[EXERCISE AIM] Below are several entries. Transcribe exactly those lines that fall from the one with "the person's head" through the one with "the tall stone", end lines included.

[GIVEN RECORDS]
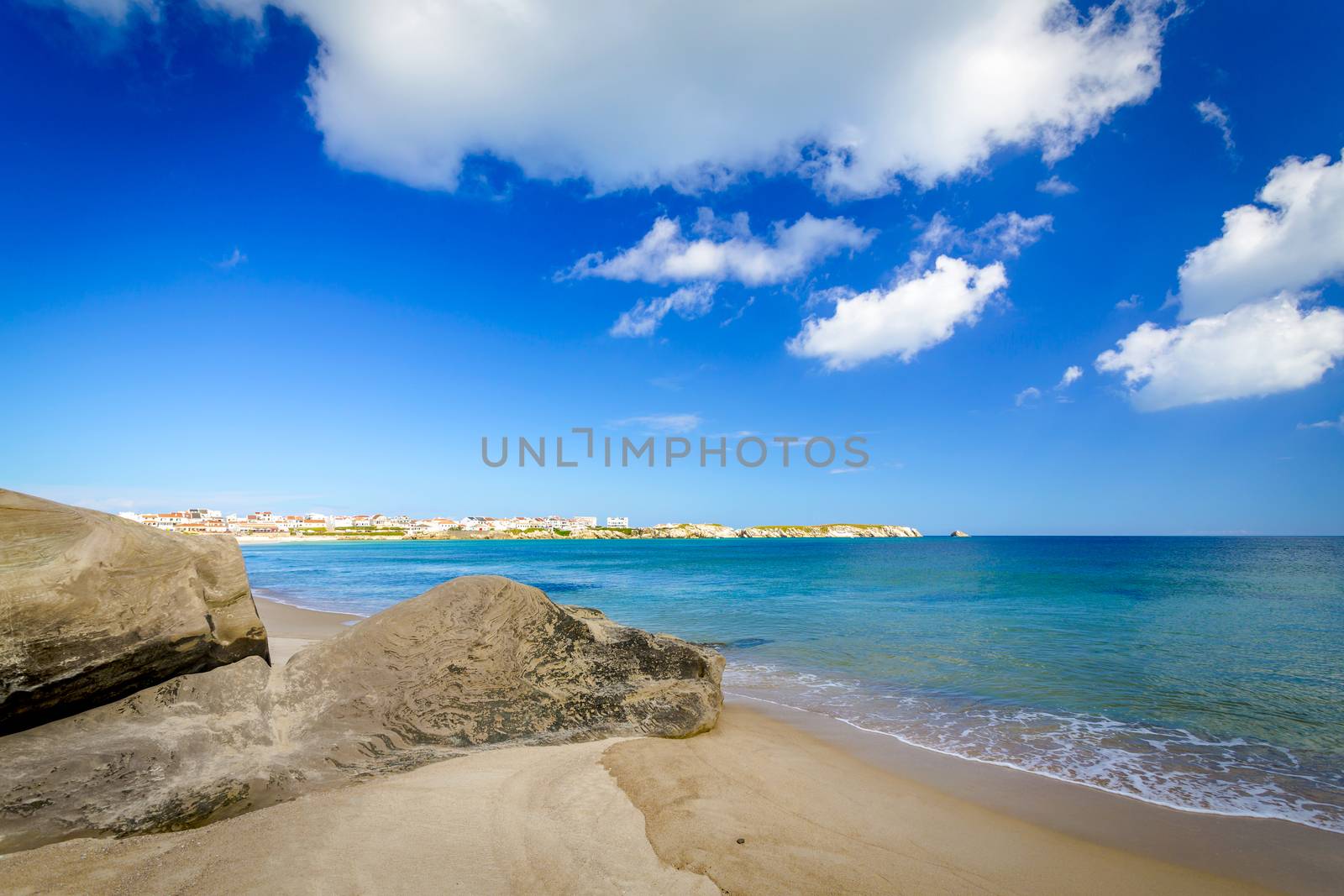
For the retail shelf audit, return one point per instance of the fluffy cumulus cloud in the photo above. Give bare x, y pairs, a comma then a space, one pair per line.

==

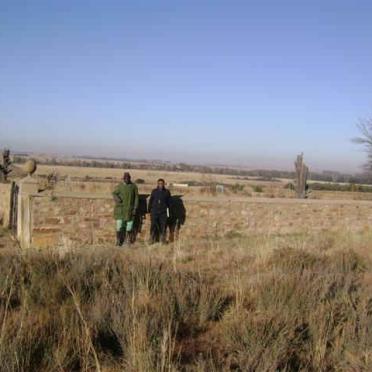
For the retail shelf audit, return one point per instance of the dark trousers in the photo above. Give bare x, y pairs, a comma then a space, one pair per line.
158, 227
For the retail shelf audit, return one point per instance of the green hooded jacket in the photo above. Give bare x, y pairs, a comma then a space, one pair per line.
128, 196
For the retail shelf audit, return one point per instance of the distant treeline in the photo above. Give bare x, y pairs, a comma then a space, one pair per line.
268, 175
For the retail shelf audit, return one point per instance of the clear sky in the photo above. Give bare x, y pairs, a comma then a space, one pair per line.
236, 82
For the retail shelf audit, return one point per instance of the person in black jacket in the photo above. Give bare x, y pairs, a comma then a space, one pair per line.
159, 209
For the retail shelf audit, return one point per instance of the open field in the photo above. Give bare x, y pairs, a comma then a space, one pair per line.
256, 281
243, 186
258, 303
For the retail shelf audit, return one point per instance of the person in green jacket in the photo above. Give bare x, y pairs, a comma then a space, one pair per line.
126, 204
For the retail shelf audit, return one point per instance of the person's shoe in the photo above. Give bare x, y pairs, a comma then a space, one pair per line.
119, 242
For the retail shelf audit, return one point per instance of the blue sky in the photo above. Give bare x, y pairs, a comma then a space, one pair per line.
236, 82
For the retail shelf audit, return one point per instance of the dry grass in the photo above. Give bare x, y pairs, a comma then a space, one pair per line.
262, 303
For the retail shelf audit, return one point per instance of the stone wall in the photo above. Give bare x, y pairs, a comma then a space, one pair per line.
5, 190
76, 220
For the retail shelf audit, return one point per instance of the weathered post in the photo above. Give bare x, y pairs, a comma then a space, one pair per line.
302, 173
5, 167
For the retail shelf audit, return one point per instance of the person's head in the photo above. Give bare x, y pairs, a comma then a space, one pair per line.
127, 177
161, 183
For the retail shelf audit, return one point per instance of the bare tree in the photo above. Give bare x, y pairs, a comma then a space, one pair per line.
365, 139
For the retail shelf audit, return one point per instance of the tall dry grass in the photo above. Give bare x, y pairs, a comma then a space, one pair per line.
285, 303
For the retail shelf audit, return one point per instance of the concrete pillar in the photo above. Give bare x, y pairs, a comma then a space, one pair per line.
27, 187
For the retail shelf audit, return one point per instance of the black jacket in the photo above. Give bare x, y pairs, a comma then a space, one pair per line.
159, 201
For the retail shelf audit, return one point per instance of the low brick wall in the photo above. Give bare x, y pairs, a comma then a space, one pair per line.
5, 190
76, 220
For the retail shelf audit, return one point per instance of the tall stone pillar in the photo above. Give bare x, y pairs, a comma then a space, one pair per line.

---

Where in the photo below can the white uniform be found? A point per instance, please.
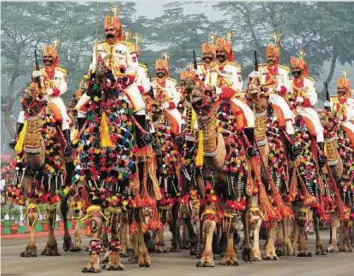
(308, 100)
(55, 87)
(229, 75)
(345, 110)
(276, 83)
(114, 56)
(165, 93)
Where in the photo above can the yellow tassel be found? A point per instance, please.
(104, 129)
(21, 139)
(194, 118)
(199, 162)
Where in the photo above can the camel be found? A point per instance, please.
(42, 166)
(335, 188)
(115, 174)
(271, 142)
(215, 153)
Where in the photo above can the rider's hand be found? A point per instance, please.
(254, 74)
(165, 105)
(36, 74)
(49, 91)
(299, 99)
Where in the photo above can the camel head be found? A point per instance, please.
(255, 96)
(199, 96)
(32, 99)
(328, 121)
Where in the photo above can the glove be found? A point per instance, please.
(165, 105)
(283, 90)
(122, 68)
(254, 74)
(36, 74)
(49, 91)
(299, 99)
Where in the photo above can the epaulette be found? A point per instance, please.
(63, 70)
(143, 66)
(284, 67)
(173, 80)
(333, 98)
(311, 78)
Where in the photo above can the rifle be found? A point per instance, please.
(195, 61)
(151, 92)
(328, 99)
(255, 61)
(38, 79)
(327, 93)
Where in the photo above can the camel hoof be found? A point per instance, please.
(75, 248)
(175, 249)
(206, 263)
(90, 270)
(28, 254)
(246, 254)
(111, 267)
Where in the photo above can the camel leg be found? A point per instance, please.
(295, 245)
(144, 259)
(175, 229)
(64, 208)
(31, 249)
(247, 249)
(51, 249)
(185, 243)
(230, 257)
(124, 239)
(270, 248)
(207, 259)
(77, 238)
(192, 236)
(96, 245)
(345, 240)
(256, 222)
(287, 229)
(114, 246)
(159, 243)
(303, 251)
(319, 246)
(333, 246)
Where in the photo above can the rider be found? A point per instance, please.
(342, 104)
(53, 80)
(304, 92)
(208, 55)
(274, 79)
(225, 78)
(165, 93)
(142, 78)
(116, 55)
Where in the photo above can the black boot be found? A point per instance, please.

[WRITTEN RESPONSE]
For the retail shelf audit, return one point per instance of the person's head in the photo above. Give bare x, y pairs, a comma then a space, one pair per line.
127, 177
161, 183
For the retail shelf audit, return one point per instance of the bare tree in the photo above. Give bare x, y pairs, a comma then a space, one pair per line.
365, 139
For the retail shelf audit, return one point per instance of the tall dry grass in the photo above. Give bare x, y pairs, a comma then a space, one pair per line.
285, 303
For the retail shelf audit, return one point per instance of the concrete pillar in the photo above. Give bare x, y pairs, a comma then a space, one pair per line.
27, 187
For the retail shelf audit, return one point per instance of the black jacket in the photo above. Give bare x, y pairs, a comma then a space, one pair per line.
159, 201
For the retail shelf audit, return one point per instance of the low brick wall in the photo above. Give bare x, y pairs, a comma then a space, one pair per line.
5, 190
76, 220
For the retail shelf audit, return one point per instance of the tall stone pillar in the photo above. Give bare x, y pairs, a comma then a space, one pair per line.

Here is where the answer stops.